(Point labeling examples)
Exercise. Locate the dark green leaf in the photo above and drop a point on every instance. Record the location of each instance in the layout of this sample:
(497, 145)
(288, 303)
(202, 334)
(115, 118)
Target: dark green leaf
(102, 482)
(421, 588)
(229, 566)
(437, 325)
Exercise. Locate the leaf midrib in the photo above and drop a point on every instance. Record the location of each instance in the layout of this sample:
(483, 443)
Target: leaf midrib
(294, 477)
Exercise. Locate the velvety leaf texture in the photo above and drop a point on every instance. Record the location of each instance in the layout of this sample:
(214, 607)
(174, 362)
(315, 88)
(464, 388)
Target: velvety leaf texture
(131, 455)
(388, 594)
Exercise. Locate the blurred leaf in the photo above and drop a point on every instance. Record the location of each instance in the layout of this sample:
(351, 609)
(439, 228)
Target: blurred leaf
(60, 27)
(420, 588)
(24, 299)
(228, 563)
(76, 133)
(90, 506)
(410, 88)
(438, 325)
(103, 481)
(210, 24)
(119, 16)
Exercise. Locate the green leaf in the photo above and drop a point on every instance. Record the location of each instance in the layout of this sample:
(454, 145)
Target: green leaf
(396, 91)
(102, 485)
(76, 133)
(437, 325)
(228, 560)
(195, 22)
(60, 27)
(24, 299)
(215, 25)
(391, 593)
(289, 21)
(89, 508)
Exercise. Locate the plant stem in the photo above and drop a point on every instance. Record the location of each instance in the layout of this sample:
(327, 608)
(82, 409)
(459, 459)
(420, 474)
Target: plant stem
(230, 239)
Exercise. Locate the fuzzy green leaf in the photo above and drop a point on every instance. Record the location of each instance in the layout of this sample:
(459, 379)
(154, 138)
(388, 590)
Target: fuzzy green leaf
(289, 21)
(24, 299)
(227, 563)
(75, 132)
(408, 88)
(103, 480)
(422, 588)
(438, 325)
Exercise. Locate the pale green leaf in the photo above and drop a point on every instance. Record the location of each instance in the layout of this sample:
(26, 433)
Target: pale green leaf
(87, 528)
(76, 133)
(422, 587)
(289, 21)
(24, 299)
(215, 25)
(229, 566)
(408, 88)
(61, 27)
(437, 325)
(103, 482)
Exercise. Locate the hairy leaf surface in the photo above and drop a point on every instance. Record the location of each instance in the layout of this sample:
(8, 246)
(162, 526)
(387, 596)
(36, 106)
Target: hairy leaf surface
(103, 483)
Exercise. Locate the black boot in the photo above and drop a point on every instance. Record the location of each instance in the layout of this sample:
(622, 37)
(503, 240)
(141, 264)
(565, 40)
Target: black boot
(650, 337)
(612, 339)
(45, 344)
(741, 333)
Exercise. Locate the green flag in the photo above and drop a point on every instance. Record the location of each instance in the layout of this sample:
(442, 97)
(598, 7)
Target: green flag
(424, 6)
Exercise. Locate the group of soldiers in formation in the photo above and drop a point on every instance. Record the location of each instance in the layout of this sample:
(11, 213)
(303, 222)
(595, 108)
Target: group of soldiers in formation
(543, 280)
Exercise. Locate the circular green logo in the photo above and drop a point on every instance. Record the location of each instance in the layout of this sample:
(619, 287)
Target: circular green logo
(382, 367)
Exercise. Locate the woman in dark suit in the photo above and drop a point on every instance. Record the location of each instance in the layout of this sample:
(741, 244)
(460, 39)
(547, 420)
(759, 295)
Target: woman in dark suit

=== What the task requires ===
Please extract every line from the listing above and reproduce each one without any change.

=== Full solution ===
Exercise. Locate the dark green leaf in the photo above and drop a point on every instance. Record the location of each instance in the layout of this sample:
(497, 145)
(288, 303)
(202, 334)
(115, 118)
Target: dark green leaf
(102, 482)
(421, 588)
(229, 566)
(437, 325)
Exercise. Locate the leaf midrib in the photo above and drop a point on every instance. Record the location of each instance in the layout of this sample:
(483, 443)
Target: leaf midrib
(294, 477)
Exercise. Locate the velvety leaf texture in the photo above and drop a point on every instance. Record the location of each instance in the layout of this sample:
(214, 607)
(174, 362)
(315, 88)
(464, 388)
Target: velvety leaf texture
(131, 455)
(388, 594)
Exercise. Locate the blurred leaf in the photo above and drop a point on every instance. Record the location of each instance in the layout of this sample:
(351, 609)
(439, 228)
Target: blurred leaf
(60, 27)
(420, 588)
(24, 299)
(228, 563)
(76, 133)
(90, 506)
(410, 88)
(438, 325)
(103, 481)
(210, 24)
(119, 16)
Exercise. Locate the green leaf in the photo above and drop a point on every instance. Record the location of each instance in the layout of this sample:
(454, 145)
Target: green leaf
(396, 91)
(102, 485)
(76, 133)
(437, 325)
(228, 560)
(195, 22)
(60, 27)
(24, 299)
(215, 25)
(391, 593)
(289, 21)
(89, 508)
Exercise. Locate the plant stem in the photo above and drop a point on every instance. Record the location of each instance in the layout of this sample:
(327, 608)
(82, 409)
(459, 459)
(420, 474)
Target: plant stem
(230, 239)
Exercise. Locate the fuzzy green leaf in the photo above and drop a point on every instance. Record the location of each instance in the layout of this sample:
(459, 379)
(154, 138)
(388, 590)
Target: fuzzy green leaf
(289, 21)
(24, 299)
(227, 563)
(75, 132)
(408, 88)
(103, 480)
(422, 588)
(438, 325)
Exercise. Locate the pale green leaf in the photo above and drop a point on every instance. Record the location of each instance in the layout of this sample:
(26, 433)
Target: pale green leaf
(87, 528)
(76, 133)
(422, 587)
(289, 21)
(24, 299)
(215, 25)
(229, 566)
(408, 88)
(61, 27)
(437, 325)
(103, 482)
Exercise. Locate the hairy leaf surface in the photo above and drop a point on every instance. Record the location of each instance in the layout of this sample:
(8, 246)
(162, 526)
(387, 596)
(36, 106)
Target: hairy leaf surface
(103, 483)
Exercise. Locate the black boot in the photo above and drop a point on every instance. Record the location of each instance in the layout of this sample:
(622, 37)
(503, 240)
(141, 264)
(565, 40)
Target: black boot
(650, 337)
(612, 339)
(45, 344)
(741, 333)
Exercise. Locate the green flag in the photo above and drop a point on every instance. Record the location of each instance in the layout of this sample:
(442, 97)
(598, 7)
Target: green flag
(424, 6)
Exercise. Locate the group of soldiers in formation in the photo above and drop a point on every instance. Record the location of each instance in the layout of this sample:
(11, 213)
(303, 222)
(595, 108)
Target: group of soldiers in formation
(543, 280)
Exercise. Locate the circular green logo in the photo above and drop a point on every instance. Record the location of each instance in the layout of this sample:
(619, 287)
Target: circular green logo
(382, 367)
Exercise. Locate the woman in dark suit in the photo above and drop a point on every instance. Record the location of each instance in the layout of this sample:
(741, 244)
(460, 39)
(547, 420)
(759, 295)
Target: woman in dark suit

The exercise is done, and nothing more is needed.